(Named-object pointing records)
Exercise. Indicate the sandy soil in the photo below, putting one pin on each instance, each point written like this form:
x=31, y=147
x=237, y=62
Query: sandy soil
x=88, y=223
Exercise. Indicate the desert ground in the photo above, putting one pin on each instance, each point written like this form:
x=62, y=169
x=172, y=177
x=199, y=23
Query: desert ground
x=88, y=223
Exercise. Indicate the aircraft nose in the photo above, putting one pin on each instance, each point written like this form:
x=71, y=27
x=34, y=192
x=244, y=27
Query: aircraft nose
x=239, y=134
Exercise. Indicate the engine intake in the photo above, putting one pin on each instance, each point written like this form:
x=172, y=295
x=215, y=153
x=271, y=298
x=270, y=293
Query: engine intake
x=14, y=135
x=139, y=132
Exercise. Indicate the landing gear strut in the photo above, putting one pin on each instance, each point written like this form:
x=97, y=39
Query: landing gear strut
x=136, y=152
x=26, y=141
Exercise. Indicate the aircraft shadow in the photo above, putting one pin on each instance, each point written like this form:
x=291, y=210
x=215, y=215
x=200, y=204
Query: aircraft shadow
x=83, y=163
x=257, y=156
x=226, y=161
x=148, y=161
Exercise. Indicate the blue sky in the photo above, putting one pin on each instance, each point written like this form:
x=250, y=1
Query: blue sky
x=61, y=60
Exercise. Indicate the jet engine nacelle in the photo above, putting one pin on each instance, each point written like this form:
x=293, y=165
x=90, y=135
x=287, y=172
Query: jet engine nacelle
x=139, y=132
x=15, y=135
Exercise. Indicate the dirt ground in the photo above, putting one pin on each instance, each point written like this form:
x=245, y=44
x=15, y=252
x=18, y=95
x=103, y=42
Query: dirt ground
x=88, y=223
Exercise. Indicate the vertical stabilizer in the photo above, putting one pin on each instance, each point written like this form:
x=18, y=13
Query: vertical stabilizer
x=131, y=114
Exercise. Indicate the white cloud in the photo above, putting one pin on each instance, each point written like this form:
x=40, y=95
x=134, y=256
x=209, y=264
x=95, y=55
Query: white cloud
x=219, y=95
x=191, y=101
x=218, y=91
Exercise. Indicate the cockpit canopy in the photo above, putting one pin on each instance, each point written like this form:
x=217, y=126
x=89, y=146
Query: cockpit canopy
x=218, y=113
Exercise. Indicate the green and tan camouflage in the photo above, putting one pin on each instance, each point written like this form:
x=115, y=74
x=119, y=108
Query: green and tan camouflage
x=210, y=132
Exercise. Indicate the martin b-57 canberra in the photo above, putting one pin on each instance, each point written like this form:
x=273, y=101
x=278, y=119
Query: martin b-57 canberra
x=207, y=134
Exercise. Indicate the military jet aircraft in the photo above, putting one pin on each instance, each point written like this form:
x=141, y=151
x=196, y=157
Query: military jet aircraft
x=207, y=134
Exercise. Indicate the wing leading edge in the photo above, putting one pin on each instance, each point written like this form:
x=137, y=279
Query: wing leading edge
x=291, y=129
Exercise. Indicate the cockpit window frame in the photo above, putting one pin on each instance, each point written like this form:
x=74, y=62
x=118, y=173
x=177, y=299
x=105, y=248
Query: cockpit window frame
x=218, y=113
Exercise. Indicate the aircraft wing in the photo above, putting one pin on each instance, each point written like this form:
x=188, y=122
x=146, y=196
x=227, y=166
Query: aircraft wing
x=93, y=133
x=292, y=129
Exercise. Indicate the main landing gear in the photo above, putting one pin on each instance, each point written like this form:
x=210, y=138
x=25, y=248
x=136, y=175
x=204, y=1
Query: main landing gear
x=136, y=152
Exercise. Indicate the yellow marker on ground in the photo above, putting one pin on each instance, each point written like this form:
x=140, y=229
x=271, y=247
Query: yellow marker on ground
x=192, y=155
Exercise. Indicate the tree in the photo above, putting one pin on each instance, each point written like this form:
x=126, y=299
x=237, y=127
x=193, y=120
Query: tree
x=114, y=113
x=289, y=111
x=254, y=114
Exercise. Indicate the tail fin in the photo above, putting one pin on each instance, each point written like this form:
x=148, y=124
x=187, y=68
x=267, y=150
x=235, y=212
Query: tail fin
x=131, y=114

◆ **Instruction**
Retype all of the entries above, copying each line with no changes.

◆ **The output**
Exercise. Indicate the sandy soil in the photo below, putting one pin on each instance, each point written like this form:
x=31, y=147
x=237, y=62
Query: sandy soil
x=88, y=223
Exercise. Indicate the desert ground in the photo above, putting one pin on each instance, each point written like this form:
x=62, y=169
x=172, y=177
x=199, y=23
Query: desert ground
x=88, y=223
Exercise. Indicate the aircraft nose in the photo above, putting one pin on each instance, each point written like this form:
x=71, y=27
x=34, y=192
x=244, y=27
Query: aircraft nose
x=239, y=134
Exercise. Indicate the engine intake in the photo above, putting one pin on each instance, each point written like this form:
x=172, y=295
x=215, y=153
x=271, y=298
x=270, y=293
Query: engine intake
x=14, y=135
x=139, y=132
Exercise. Indicate the landing gear strut in the photo above, putting one pin on each instance, each point written like this form:
x=97, y=39
Query: landing gear strut
x=136, y=152
x=26, y=141
Exercise. Indicate the aircraft shadow in the photo above, putting one pin on each instance, each point written like this form:
x=291, y=210
x=215, y=215
x=200, y=204
Query: aircraft shadow
x=83, y=163
x=257, y=156
x=226, y=161
x=148, y=161
Exercise. Indicate the blue sky in the photo above, putting one pin on each instance, each point written like this form:
x=250, y=1
Query: blue sky
x=61, y=60
Exercise. Indicate the jet engine nacelle in the photo above, putting one pin on each instance, each point written like this form:
x=293, y=165
x=90, y=135
x=287, y=172
Query: jet engine nacelle
x=139, y=132
x=15, y=135
Exercise. Indicate the dirt ground in the photo above, putting one pin on each instance, each point written like this form:
x=245, y=44
x=15, y=252
x=18, y=95
x=103, y=42
Query: dirt ground
x=88, y=223
Exercise. Indicate the vertical stabilizer in the photo above, putting one pin on each instance, each point written like this form:
x=18, y=13
Query: vertical stabilizer
x=131, y=114
Exercise. Indicate the white cloud in the photo above, putting one pin on each instance, each point written like this form:
x=40, y=95
x=134, y=256
x=209, y=264
x=95, y=55
Query: white cloud
x=219, y=95
x=191, y=101
x=218, y=91
Exercise. Indicate the cockpit canopy in the photo above, putting one pin on each instance, each point written like this form:
x=217, y=126
x=89, y=146
Query: cockpit canopy
x=218, y=113
Exercise. Indicate the green and tan camouflage in the photo above, putting one pin on each instance, each point written like this form:
x=115, y=74
x=119, y=108
Query: green and tan camouflage
x=210, y=132
Exercise. Indicate the martin b-57 canberra in the photo above, putting one pin on each instance, each point written like this form:
x=273, y=101
x=278, y=119
Query: martin b-57 canberra
x=207, y=134
Exercise. Indicate the military jet aircraft in the photo above, putting one pin on each instance, each point written like this form:
x=141, y=151
x=196, y=157
Query: military jet aircraft
x=207, y=134
Exercise. Indicate the wing leading edge in the photo above, putting one pin on each instance, each point written like this form:
x=137, y=279
Query: wing leading edge
x=291, y=129
Exercise. Indicate the cockpit window frame in the photo above, putting one pin on each instance, each point written like this form:
x=74, y=62
x=118, y=173
x=177, y=299
x=105, y=248
Query: cockpit window frame
x=218, y=113
Exercise. Indicate the aircraft wing in the photo above, putting one pin on each instance, each point written like this form:
x=188, y=122
x=146, y=196
x=227, y=166
Query: aircraft wing
x=93, y=133
x=292, y=129
Exercise. Indicate the main landing gear in the photo above, putting one pin on each instance, each point written like this form:
x=210, y=138
x=25, y=248
x=136, y=175
x=204, y=1
Query: main landing gear
x=136, y=152
Exercise. Indicate the yellow marker on ground in the photo above, putting one pin on each instance, each point written like this form:
x=140, y=229
x=271, y=247
Query: yellow marker on ground
x=192, y=155
Exercise. Indicate the tree in the photo above, putting one pin on each instance, each point written like this form:
x=126, y=299
x=237, y=127
x=193, y=120
Query: tree
x=114, y=113
x=289, y=111
x=254, y=114
Exercise. Indicate the tail fin in the photo above, putting one pin on each instance, each point written like this form:
x=148, y=124
x=187, y=68
x=267, y=150
x=235, y=212
Query: tail fin
x=131, y=114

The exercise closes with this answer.